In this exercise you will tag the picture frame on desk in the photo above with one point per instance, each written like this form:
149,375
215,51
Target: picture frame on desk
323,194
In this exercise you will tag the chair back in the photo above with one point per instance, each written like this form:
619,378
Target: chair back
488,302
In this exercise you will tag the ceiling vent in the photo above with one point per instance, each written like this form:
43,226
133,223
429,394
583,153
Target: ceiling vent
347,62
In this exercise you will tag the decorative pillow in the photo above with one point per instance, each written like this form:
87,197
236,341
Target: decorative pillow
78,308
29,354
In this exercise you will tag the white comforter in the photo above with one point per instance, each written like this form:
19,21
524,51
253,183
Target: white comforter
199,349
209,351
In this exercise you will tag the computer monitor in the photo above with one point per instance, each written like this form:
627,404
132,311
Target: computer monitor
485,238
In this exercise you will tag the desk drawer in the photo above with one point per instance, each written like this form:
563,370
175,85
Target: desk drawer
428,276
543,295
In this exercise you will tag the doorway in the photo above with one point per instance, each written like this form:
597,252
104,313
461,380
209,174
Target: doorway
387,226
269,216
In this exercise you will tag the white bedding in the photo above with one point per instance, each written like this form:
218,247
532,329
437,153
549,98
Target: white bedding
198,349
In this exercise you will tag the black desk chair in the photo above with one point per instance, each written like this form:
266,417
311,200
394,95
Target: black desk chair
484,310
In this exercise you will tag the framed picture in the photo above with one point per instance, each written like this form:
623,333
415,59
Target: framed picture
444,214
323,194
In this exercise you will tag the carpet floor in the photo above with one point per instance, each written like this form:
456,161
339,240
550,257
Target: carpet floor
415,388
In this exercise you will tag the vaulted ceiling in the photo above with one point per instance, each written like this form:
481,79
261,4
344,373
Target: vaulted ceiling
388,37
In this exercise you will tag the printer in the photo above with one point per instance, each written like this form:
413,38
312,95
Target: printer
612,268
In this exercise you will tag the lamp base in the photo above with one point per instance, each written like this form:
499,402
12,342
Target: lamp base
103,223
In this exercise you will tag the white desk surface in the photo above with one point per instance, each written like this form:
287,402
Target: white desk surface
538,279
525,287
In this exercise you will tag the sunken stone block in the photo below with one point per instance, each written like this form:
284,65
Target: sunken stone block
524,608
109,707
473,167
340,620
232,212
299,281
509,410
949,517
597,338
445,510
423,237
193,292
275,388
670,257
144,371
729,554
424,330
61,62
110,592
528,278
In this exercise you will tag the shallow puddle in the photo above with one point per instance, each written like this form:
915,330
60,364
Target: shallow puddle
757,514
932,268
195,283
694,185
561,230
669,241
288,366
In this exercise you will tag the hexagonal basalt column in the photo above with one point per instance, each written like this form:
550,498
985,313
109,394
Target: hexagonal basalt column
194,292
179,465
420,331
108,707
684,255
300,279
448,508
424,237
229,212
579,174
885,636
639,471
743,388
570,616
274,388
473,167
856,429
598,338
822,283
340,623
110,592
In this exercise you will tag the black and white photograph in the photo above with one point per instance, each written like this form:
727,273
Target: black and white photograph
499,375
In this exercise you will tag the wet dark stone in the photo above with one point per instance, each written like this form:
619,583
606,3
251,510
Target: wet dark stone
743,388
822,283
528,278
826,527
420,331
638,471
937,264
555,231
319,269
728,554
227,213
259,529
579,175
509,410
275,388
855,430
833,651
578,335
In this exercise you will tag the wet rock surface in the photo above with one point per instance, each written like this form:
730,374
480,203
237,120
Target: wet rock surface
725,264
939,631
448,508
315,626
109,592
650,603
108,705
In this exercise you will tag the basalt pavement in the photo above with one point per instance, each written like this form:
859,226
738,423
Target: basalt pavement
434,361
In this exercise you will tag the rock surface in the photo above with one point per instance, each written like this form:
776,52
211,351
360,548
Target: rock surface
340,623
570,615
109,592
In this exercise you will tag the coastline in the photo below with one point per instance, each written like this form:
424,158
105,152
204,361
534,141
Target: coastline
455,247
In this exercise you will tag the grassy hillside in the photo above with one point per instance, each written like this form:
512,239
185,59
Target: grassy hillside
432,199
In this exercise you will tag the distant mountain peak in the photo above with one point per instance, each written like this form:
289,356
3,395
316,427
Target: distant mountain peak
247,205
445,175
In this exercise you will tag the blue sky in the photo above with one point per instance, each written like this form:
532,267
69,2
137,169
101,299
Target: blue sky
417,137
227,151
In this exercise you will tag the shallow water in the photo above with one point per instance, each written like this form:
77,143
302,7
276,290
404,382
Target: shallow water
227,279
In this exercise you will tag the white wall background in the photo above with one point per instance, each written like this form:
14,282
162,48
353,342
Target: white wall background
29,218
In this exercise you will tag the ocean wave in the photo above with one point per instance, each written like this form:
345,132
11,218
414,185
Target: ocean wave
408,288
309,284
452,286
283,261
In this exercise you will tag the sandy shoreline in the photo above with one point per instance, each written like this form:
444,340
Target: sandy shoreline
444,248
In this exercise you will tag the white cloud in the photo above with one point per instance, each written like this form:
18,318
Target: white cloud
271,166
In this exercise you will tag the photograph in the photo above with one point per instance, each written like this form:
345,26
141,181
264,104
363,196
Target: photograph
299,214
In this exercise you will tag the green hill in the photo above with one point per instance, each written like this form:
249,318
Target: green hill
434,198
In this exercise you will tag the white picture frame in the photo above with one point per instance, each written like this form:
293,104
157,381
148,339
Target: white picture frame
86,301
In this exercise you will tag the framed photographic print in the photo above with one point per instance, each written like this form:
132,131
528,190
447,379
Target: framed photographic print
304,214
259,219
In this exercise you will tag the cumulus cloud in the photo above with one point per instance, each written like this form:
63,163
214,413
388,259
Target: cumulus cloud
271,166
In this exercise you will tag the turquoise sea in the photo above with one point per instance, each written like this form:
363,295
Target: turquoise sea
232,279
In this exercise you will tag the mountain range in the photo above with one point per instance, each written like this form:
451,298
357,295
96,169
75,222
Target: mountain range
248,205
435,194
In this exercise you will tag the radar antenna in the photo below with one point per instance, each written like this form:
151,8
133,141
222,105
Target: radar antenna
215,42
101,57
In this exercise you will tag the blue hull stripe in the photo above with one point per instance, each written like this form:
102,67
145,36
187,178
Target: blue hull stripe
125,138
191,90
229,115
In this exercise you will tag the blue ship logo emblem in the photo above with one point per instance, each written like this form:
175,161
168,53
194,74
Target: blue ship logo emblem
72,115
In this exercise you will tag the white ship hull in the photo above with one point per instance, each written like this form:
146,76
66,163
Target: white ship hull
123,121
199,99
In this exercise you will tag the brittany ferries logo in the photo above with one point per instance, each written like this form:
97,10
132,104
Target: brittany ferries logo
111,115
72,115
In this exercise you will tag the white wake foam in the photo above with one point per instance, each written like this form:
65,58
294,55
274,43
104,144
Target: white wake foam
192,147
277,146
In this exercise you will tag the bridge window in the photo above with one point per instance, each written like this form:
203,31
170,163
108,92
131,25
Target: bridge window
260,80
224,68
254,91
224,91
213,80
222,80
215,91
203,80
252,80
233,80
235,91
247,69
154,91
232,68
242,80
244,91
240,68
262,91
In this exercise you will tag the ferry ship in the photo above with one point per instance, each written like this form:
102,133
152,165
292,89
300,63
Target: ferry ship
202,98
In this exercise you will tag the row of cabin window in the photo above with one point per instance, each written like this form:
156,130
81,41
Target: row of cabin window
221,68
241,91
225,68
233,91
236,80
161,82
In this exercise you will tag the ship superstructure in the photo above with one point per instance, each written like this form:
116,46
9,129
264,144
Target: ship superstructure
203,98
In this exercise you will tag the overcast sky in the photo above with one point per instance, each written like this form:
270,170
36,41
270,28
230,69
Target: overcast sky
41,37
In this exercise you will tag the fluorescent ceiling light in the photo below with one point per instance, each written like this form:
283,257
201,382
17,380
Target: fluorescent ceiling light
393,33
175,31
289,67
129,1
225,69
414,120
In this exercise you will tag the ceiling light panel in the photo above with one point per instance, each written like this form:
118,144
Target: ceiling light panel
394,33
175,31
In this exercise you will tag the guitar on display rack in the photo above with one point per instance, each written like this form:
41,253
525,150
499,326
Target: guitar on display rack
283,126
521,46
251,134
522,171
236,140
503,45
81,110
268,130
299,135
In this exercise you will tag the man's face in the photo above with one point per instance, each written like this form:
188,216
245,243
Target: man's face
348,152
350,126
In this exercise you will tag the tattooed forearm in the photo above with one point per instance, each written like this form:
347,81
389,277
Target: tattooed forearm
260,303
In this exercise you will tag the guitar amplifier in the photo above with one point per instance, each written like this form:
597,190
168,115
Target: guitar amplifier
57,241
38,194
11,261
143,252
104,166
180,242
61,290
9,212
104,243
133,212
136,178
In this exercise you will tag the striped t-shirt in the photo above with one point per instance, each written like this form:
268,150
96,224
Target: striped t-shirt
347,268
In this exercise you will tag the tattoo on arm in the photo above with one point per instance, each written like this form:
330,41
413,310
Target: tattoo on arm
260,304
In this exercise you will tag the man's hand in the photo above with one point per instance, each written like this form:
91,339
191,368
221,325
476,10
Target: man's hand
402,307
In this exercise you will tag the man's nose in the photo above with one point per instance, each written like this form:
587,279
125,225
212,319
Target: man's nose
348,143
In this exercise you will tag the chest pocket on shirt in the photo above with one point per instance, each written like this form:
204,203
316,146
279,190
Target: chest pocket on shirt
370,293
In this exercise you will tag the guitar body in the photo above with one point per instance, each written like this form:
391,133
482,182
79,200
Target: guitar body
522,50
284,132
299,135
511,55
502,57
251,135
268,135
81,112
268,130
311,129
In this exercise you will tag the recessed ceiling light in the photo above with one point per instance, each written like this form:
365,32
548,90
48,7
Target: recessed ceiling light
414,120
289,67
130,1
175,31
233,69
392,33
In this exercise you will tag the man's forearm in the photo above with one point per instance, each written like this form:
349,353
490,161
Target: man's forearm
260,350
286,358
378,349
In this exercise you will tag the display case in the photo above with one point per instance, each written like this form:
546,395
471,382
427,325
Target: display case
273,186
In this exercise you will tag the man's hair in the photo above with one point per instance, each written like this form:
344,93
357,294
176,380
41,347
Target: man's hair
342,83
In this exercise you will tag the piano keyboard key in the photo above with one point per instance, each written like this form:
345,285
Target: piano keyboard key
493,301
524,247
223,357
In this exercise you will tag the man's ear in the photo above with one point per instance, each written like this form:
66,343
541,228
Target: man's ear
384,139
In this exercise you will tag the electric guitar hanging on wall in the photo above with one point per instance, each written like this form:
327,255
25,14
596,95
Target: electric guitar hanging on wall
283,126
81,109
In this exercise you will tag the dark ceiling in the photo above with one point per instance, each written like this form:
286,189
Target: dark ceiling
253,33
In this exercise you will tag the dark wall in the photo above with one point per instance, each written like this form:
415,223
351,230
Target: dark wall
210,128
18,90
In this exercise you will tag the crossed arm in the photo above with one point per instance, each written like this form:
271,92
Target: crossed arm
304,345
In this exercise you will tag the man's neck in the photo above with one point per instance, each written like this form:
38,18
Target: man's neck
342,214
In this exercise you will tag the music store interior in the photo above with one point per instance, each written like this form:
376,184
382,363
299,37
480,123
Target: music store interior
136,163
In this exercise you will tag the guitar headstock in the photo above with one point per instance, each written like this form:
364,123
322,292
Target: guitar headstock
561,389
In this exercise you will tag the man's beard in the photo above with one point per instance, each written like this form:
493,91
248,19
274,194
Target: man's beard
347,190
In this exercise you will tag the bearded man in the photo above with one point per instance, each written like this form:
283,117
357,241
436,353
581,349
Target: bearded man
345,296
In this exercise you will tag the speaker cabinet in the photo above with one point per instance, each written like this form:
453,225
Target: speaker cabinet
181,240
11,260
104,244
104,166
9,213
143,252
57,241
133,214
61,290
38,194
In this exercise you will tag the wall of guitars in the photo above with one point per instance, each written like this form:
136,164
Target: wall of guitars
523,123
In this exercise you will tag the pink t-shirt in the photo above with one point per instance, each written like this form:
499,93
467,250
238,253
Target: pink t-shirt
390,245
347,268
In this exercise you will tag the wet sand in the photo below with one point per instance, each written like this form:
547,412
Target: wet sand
────────
» YOUR INSTRUCTIONS
Copy out the lines from the line containing "In this exercise you will tag the speaker" to the end of the listing above, without alteration.

» SOLUTION BELOW
In this exercise you will tag the speaker cabinet in the photo above with one point per instance, each written like this form:
453,225
Target: speaker cabinet
181,240
11,260
104,244
104,166
9,213
143,252
57,241
133,214
61,290
38,194
In this exercise you will tag the wall of guitars in the photo above with one point per instance, each written like this form:
136,164
Target: wall of guitars
523,123
In this exercise you will tag the pink t-shirt in the photo above with one point per instance, each written like this form:
499,93
467,250
238,253
Target: pink t-shirt
390,245
347,268
In this exercise you will tag the wet sand in the photo below with one point per instance, each written like this form:
547,412
Target: wet sand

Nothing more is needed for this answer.